## 課題の詳細
次の行を、文字列「exact」をそのまま含むものだけに絞り込み、該当する行をすべて写してください。大文字と小文字は区別します。

## 元データ
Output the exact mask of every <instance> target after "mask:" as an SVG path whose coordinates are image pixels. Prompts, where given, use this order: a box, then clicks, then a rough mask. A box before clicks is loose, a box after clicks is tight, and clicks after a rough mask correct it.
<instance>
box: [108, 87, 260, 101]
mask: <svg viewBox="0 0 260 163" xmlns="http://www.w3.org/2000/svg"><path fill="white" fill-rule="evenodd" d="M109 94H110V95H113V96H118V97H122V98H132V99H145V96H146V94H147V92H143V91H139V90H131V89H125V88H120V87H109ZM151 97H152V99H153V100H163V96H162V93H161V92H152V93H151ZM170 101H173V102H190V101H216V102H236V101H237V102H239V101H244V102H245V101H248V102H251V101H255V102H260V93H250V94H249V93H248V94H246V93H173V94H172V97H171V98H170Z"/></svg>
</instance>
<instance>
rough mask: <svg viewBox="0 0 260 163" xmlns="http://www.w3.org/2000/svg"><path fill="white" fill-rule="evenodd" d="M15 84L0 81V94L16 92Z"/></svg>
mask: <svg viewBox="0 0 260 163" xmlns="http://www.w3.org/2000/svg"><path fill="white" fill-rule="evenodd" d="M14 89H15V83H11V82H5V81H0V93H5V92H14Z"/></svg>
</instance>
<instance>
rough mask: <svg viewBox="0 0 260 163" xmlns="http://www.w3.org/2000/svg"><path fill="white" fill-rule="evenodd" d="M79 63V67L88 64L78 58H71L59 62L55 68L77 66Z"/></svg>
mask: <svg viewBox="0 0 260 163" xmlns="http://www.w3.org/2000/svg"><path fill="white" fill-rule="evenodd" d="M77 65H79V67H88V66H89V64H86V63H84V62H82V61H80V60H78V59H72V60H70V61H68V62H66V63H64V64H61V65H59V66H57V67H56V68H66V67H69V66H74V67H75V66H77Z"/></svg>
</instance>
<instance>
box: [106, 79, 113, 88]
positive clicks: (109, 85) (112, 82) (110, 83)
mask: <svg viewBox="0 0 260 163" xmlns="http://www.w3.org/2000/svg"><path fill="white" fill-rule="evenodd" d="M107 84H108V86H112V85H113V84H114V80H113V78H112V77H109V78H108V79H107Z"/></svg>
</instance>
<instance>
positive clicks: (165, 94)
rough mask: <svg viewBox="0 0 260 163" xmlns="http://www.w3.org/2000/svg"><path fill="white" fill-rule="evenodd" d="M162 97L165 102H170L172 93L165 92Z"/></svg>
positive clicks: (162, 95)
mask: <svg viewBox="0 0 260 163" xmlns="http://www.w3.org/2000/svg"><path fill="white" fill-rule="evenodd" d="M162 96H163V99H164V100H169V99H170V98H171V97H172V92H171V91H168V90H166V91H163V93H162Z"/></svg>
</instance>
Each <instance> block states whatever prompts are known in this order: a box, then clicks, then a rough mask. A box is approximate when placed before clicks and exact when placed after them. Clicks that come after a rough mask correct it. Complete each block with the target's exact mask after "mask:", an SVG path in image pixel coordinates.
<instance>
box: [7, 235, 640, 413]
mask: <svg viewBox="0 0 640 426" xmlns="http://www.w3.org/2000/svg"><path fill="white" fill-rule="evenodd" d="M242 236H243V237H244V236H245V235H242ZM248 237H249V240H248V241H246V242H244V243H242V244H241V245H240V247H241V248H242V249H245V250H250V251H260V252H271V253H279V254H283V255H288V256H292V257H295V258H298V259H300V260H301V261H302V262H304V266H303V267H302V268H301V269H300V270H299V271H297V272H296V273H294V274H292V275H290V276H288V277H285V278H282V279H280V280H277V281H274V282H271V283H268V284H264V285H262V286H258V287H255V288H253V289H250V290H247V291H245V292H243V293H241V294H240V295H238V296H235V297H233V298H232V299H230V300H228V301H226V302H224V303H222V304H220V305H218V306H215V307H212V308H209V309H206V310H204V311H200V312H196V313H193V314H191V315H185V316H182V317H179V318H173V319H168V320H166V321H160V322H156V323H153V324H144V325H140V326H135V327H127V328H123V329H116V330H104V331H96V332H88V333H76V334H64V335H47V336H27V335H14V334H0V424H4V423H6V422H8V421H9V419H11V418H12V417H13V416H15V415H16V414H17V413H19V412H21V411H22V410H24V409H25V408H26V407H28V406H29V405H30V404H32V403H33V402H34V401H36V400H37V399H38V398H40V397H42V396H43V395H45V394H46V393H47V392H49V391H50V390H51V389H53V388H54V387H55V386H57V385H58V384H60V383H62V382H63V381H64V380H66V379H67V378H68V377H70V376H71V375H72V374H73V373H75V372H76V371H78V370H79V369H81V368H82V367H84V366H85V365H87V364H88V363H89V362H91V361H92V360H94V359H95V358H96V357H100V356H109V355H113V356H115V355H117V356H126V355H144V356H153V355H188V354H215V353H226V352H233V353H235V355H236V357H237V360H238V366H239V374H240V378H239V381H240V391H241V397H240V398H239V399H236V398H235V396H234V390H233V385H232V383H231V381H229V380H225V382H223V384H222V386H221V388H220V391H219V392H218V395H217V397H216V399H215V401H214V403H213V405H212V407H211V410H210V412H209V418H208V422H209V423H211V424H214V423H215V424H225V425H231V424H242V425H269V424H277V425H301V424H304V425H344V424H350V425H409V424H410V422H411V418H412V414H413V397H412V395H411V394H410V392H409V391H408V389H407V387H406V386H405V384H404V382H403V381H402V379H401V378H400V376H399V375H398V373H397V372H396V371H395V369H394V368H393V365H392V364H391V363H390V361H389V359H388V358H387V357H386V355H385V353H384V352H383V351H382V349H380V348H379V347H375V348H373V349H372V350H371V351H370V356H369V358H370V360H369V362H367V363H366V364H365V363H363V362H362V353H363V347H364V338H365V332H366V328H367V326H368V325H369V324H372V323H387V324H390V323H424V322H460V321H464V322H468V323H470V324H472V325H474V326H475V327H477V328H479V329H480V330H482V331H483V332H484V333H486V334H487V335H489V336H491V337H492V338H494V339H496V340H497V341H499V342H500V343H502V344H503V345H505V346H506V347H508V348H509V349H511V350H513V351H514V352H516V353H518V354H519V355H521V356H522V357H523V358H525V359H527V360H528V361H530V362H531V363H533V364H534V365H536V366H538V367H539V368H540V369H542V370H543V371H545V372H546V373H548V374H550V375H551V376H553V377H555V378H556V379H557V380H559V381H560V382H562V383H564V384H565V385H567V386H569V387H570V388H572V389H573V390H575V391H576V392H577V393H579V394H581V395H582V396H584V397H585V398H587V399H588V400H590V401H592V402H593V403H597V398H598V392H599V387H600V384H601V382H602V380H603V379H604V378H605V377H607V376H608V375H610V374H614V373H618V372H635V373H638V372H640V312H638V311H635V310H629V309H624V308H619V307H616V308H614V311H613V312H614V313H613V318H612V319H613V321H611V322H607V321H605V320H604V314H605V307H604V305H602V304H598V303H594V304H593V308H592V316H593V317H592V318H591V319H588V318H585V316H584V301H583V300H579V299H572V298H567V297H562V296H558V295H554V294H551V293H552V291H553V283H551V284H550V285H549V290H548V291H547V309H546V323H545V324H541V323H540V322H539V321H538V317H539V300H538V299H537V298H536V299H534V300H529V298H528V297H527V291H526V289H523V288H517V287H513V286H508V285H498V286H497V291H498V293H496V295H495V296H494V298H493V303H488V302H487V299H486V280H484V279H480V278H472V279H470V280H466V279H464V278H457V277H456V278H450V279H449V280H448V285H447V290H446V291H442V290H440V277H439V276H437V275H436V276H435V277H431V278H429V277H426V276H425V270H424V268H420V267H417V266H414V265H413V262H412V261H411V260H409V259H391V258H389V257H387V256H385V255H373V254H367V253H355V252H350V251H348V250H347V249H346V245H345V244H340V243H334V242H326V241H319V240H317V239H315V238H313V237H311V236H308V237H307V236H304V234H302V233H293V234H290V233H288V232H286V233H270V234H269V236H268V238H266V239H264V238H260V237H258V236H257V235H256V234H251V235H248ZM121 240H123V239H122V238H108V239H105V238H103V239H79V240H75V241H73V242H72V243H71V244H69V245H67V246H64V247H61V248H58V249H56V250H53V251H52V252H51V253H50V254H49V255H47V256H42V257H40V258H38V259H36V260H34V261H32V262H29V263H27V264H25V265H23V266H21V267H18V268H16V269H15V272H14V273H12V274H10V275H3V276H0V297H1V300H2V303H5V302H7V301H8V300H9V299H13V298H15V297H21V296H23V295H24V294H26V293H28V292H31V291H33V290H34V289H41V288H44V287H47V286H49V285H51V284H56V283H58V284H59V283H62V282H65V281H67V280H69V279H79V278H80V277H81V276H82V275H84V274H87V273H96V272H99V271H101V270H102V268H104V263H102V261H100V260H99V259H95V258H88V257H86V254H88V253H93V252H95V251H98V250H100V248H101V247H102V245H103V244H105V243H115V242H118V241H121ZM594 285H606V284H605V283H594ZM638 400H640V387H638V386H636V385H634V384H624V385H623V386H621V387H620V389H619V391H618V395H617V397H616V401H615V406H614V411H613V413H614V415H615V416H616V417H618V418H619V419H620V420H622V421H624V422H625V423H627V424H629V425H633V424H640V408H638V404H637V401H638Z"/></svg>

## 課題への解答
Output the exact mask of every <instance> target after "mask:" as an SVG path whose coordinates are image pixels. Prompts, where given, use this order: a box, then clicks, then a rough mask. A box before clicks is loose, a box after clicks is tight, and clicks after a rough mask correct it.
Each <instance> block states whatever prompts are known in this order: a box, then clicks, then a rough mask. A box is approximate when placed before clicks and exact when placed after them. Clicks that come after a rough mask correct it. Complete each block with the target's exact mask after "mask:", an SVG path in image pixel coordinates.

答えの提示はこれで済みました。